Il est difficile de dire ce qui étonne le plus à propos de Ruth Klahsen : le fait qu’un millier de ses clients lui aient prêté un demi-million de dollars pour la construction de sa fromagerie ou la franche évaluation qu’elle fait de ses produits.
« Nos fromages ne sont pas encore assez bons », lance d’un franc-parler la propriétaire de Monforte Dairy Company.
« Nous avons tant à apprendre, et pas seulement nous. Je crois que le Canada est sous-qualifié sur le plan de la fabrication artisanale de produits alimentaires parce que nous ne possédons pas une longue histoire dans ce domaine ni d’endroits où acquérir ce savoir-faire. »
Bien que les fromages Monforte (monfortedairy.com) soient couverts d’éloges et servis dans certains des meilleurs restaurants de Toronto, les critères élevés de Mme Klahsen et l’étonnant soutien financier de ses clients constituent deux côtés d’une médaille fort intéressante.
Mme Klahsen, maintenant âgée de 56 ans, s’est lancée dans la fabrication de fromage il y a dix ans parce qu’elle espérait mener un mode de vie moins trépidant après une carrière de 25 ans comme chef hautement réputée à Stratford, en Ontario. Ses espérances sont vite tombées à l’eau. La fabrication de fromages artisanaux et la mise sur pied d’une entreprise à partir de zéro ont nécessité des efforts énergiques.

***

#### DÉFI 1:
D'après le texte sur Ruth Klahsen, quelle somme ses clients lui ont-ils prêtée pour la construction de sa fromagerie ?
#### DÉFI 2:
Extrayez tel quel du texte sur Ruth Klahsen le passage qui commence par les mots « Mme Klahsen, maintenant » et se termine par « des efforts énergiques. ».
#### DÉFI 3:
Traduisez en anglais cette phrase du texte sur Ruth Klahsen : « Mme Klahsen, maintenant âgée de 56 ans, s’est lancée dans la fabrication de fromage il y a dix ans parce qu’elle espérait mener un mode de vie moins trépidant après une carrière de 25 ans comme chef hautement réputée à Stratford, en Ontario. »

#### Lignes d'un jeu de données de pointage d'objets:
***

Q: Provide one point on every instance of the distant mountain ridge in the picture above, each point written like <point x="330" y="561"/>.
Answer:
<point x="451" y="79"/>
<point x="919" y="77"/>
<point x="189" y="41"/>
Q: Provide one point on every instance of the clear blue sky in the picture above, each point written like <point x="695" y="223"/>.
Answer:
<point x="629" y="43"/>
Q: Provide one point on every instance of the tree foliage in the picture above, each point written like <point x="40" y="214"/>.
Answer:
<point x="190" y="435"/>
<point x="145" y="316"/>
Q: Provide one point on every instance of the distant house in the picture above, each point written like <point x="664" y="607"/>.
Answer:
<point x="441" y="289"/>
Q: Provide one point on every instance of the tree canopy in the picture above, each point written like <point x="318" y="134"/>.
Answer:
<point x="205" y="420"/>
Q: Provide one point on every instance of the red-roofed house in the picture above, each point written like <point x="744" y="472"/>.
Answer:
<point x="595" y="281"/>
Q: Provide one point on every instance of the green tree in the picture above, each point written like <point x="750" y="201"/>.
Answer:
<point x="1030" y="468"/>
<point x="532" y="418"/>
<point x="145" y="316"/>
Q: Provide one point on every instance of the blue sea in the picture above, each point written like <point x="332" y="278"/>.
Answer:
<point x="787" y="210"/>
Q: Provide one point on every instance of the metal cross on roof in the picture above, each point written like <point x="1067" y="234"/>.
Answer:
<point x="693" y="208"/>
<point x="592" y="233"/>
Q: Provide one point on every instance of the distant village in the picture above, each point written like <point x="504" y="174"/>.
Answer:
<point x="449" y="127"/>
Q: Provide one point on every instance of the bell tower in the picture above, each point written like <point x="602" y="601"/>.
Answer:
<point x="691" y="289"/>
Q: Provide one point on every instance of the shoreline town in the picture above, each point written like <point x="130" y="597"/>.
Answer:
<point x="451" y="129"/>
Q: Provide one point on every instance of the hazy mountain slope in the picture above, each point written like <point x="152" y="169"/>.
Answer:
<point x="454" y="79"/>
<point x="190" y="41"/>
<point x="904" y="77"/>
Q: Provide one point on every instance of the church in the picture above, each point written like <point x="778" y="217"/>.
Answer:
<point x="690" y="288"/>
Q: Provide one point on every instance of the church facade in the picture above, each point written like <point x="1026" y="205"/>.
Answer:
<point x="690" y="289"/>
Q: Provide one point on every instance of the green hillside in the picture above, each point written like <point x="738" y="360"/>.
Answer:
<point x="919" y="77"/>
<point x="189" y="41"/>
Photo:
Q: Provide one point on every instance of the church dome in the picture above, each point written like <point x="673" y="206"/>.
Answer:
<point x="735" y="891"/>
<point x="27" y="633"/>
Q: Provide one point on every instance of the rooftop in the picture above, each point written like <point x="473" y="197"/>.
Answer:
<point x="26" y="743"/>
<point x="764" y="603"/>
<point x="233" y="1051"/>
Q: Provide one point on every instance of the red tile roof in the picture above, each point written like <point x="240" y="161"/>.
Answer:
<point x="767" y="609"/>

***

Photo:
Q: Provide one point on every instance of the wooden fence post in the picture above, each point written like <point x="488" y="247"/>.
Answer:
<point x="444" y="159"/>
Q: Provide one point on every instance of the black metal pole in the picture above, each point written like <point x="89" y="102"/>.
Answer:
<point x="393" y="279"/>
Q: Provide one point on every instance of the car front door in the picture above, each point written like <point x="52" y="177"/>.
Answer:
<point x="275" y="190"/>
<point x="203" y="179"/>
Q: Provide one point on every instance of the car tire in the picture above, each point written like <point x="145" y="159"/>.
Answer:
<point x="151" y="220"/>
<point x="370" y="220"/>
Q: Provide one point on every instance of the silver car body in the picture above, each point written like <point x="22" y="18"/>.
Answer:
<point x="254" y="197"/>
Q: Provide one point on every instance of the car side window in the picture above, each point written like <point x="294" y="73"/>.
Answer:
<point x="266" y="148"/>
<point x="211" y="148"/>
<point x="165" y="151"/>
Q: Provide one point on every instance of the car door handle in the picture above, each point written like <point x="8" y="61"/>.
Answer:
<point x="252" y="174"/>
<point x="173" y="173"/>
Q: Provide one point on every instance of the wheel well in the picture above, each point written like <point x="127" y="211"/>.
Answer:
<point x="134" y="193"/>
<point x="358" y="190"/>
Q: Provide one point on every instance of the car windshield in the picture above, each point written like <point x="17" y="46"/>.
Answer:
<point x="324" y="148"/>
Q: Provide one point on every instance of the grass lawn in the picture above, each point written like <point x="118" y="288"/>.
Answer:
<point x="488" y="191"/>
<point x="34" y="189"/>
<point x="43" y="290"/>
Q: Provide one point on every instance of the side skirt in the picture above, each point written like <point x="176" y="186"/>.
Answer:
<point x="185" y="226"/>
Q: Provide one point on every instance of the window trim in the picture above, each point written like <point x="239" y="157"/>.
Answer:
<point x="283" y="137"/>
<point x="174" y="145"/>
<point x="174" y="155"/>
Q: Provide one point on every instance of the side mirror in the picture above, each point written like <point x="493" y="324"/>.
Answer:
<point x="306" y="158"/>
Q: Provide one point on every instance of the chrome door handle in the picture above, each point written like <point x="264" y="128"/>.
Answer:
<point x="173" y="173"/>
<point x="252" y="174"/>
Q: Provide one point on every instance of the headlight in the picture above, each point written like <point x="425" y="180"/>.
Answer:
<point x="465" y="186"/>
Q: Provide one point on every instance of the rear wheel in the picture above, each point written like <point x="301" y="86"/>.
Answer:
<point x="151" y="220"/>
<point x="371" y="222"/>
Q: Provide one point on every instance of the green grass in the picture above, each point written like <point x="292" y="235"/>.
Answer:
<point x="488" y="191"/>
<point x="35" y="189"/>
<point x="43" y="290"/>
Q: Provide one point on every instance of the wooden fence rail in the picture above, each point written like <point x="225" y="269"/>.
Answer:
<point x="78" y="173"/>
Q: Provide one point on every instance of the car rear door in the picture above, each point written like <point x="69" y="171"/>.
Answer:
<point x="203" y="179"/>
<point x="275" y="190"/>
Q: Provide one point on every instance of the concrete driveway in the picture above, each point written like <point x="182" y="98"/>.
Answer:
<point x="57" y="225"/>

***

#### RÉPONSE À L'EXERCICE 1:
Un demi-million de dollars.

#### RÉPONSE À L'EXERCICE 2:
Mme Klahsen, maintenant âgée de 56 ans, s’est lancée dans la fabrication de fromage il y a dix ans parce qu’elle espérait mener un mode de vie moins trépidant après une carrière de 25 ans comme chef hautement réputée à Stratford, en Ontario. Ses espérances sont vite tombées à l’eau. La fabrication de fromages artisanaux et la mise sur pied d’une entreprise à partir de zéro ont nécessité des efforts énergiques.

#### RÉPONSE À L'EXERCICE 3:
Ms. Klahsen, now 56, took up cheesemaking ten years ago because she hoped to lead a less hectic lifestyle after a 25-year career as a highly regarded chef in Stratford, Ontario.